FRAGMENTO DE TEXTO.
/---

El retorno de los fantasmas: La realidad dislocada
Como hemos señalado, la filosofía ha manifestado un interés por el fantasma
y el terror que es posible rastrear históricamente. Dicho interés ha perdurado
en el pensamiento y obras de distintos autores contemporáneos,
particularmente en Jacques Derrida, quien desde su obra Espectros de Marx.
El Estado de la deuda, el trabajo del duelo y la nueva Internacional (1995),
manifiesta un destacado interés por el concepto de “espectro”, en tanto es
una noción clave que le permite revisitar la figura de Marx y el marxismo,
con relación a la cuestión de la deuda, la herencia y la técnica (85).

\---

TAREAS.
**A.** Reescribe de forma más breve el párrafo del fragmento sobre los fantasmas que empieza con "Como hemos señalado" y conserva sus datos principales.
**B.** Transcribe del fragmento sobre los fantasmas el tramo que va desde "El Estado de" hasta "la técnica (85).".

MATERIAL PROPORCIONADO.
/---

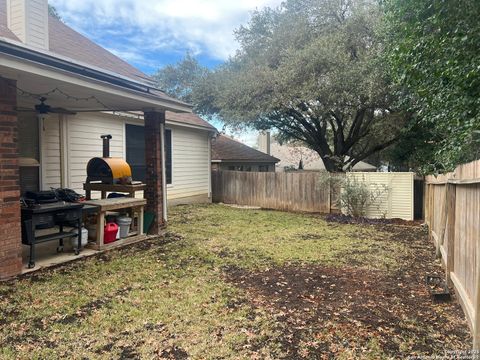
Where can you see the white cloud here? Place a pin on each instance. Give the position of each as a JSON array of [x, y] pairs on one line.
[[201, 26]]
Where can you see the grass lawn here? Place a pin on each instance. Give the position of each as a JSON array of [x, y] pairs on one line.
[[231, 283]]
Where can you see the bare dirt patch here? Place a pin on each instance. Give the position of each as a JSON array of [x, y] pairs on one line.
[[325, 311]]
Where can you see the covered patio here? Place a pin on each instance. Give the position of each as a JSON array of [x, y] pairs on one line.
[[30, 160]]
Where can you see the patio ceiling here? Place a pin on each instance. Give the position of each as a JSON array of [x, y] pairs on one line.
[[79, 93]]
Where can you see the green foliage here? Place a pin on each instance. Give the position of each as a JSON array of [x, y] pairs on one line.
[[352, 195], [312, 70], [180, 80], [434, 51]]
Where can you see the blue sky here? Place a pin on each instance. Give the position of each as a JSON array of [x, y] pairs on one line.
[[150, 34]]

\---
/---

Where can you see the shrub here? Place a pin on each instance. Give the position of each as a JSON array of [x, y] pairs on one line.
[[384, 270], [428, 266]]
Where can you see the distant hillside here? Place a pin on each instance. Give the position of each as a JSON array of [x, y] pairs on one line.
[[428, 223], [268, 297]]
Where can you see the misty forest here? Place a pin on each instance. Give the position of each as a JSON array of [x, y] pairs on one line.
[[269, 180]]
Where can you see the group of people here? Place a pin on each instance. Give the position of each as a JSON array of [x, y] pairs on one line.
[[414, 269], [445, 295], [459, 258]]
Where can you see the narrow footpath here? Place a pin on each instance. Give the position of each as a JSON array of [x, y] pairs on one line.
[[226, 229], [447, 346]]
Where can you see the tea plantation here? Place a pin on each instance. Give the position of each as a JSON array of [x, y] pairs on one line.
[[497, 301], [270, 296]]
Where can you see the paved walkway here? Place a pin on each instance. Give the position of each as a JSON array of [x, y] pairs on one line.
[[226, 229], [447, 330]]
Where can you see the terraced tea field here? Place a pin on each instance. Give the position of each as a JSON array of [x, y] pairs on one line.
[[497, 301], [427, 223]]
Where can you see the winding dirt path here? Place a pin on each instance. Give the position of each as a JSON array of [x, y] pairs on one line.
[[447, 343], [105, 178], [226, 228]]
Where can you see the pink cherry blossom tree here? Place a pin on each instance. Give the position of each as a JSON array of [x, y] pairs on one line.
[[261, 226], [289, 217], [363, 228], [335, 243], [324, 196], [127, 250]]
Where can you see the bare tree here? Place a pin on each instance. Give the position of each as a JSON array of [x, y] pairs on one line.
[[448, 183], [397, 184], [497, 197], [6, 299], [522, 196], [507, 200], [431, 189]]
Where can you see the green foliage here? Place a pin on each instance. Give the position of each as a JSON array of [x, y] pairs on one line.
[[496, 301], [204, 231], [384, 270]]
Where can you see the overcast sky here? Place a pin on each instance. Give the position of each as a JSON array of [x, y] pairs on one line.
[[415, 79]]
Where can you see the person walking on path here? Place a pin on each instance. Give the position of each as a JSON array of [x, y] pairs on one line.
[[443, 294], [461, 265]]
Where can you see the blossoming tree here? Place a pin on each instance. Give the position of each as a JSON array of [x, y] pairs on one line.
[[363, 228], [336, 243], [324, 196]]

\---
/---

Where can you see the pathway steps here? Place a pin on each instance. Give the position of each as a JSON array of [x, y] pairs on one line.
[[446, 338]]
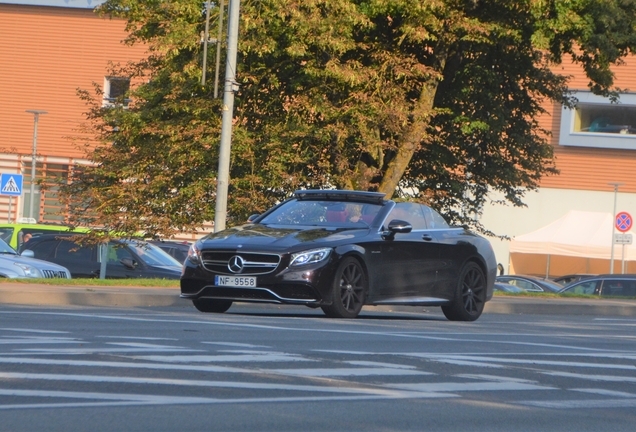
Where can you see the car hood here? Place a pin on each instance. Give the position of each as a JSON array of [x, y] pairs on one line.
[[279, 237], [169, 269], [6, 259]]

\---

RESPUESTAS POR TAREA.
**A.** La filosofía ha mostrado un interés histórico por el fantasma y el terror, y ese interés persiste en autores contemporáneos. El caso más destacado es Jacques Derrida, que en Espectros de Marx. El Estado de la deuda, el trabajo del duelo y la nueva Internacional (1995) hace del concepto de "espectro" una noción clave. Con ella revisita la figura de Marx y el marxismo en relación con la deuda, la herencia y la técnica.

**B.**
El Estado de la deuda, el trabajo del duelo y la nueva Internacional (1995),
manifiesta un destacado interés por el concepto de “espectro”, en tanto es
una noción clave que le permite revisitar la figura de Marx y el marxismo,
con relación a la cuestión de la deuda, la herencia y la técnica (85).